═════ RECORDS FOR THIS TASK

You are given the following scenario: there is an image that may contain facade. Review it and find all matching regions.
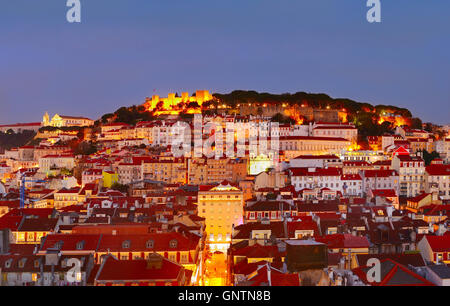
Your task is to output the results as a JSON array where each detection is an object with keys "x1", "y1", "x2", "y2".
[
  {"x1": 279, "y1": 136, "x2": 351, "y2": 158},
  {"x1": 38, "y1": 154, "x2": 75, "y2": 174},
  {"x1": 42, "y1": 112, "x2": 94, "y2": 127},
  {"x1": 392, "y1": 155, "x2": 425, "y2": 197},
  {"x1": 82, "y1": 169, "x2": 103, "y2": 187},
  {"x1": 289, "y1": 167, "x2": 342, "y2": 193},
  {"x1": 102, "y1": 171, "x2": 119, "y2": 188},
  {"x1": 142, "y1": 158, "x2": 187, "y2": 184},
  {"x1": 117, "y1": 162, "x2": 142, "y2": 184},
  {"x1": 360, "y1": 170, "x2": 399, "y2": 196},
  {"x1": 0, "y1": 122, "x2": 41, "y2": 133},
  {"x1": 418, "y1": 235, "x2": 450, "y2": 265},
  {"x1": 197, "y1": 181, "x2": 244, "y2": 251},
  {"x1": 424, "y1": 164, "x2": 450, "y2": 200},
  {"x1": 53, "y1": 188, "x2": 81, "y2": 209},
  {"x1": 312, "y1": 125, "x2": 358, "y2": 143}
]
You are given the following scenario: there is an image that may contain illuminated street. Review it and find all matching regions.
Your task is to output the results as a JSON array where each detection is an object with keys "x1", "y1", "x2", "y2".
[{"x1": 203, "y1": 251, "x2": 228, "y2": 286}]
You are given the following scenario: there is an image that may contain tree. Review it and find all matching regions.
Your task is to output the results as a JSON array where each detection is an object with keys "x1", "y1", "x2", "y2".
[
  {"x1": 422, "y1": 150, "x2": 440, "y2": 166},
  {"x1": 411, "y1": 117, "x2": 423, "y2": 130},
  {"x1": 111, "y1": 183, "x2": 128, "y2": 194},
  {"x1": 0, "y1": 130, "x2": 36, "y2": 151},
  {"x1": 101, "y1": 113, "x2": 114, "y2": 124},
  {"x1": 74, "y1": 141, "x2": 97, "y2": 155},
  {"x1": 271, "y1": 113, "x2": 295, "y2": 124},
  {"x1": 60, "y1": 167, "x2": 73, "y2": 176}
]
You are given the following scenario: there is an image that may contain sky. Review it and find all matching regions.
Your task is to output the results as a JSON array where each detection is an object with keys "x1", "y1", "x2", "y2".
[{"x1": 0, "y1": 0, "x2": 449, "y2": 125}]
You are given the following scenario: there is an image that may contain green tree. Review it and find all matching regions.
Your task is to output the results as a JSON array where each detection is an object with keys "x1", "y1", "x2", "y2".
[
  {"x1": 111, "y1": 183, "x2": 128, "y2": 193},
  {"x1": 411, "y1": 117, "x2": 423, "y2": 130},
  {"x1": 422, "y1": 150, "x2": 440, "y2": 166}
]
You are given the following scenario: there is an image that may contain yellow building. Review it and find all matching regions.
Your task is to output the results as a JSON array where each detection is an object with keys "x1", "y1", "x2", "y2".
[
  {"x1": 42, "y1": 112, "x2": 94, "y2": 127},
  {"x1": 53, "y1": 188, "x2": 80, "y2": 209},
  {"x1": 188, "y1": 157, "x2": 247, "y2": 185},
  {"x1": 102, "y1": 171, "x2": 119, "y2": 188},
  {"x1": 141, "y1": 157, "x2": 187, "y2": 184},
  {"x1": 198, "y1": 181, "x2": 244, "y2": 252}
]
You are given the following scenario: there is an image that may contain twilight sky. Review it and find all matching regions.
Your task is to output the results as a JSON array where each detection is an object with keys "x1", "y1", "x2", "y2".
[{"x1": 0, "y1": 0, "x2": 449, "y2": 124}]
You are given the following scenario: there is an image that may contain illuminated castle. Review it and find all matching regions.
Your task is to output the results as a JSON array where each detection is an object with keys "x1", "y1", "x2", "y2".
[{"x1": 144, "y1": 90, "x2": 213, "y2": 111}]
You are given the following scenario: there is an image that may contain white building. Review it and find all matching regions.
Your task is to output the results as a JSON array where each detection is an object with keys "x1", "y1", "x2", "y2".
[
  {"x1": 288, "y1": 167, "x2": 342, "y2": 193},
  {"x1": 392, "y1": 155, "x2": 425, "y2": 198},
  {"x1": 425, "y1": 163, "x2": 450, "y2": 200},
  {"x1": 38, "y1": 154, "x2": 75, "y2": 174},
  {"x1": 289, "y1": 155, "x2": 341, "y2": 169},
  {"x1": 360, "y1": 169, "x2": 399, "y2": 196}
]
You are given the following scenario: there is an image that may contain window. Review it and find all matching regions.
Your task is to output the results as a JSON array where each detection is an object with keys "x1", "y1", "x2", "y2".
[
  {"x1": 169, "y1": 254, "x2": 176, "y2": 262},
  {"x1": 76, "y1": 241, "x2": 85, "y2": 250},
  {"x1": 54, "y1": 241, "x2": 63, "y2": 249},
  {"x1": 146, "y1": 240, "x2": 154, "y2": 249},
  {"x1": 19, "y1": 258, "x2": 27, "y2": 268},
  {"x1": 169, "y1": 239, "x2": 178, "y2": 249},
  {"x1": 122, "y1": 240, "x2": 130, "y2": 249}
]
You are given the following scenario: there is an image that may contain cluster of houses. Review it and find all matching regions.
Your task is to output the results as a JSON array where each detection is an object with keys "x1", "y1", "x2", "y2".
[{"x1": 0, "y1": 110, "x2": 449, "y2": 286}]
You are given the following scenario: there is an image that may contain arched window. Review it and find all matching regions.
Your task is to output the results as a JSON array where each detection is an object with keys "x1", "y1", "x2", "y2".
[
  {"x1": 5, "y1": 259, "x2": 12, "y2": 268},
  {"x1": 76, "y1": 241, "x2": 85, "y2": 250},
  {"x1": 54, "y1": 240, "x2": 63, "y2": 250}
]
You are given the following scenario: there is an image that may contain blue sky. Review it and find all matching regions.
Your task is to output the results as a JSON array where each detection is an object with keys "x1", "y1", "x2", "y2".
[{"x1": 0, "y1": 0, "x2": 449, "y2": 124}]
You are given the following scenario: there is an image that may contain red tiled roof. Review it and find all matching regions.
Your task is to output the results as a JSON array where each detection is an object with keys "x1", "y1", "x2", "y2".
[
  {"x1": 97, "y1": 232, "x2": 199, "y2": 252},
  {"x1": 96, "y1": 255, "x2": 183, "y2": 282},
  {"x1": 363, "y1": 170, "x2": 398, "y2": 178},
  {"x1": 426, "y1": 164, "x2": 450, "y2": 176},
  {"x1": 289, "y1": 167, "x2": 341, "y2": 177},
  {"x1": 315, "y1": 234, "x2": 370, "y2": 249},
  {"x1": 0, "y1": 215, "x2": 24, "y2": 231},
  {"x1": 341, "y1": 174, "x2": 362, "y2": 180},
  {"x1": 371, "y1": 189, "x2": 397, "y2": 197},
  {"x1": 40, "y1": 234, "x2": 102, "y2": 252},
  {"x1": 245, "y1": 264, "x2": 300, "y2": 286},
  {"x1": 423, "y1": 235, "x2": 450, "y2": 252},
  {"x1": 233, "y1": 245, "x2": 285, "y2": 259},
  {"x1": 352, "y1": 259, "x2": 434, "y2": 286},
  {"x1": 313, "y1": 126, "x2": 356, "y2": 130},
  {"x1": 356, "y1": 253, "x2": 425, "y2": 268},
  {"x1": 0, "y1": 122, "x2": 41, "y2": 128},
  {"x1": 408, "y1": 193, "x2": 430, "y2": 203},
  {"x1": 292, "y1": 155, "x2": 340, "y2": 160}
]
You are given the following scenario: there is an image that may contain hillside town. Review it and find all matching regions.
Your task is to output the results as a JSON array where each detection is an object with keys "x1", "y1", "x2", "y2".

══════════

#### [PROMPT]
In the records above, find every line that contains the word "illuminated" and copy it.

#### [RESULT]
You are given the following scenario: there is an image that may contain illuminated street. Review it and find all matching regions.
You are given the following scenario: there is an image that may contain illuminated castle. Review it and find all matching regions.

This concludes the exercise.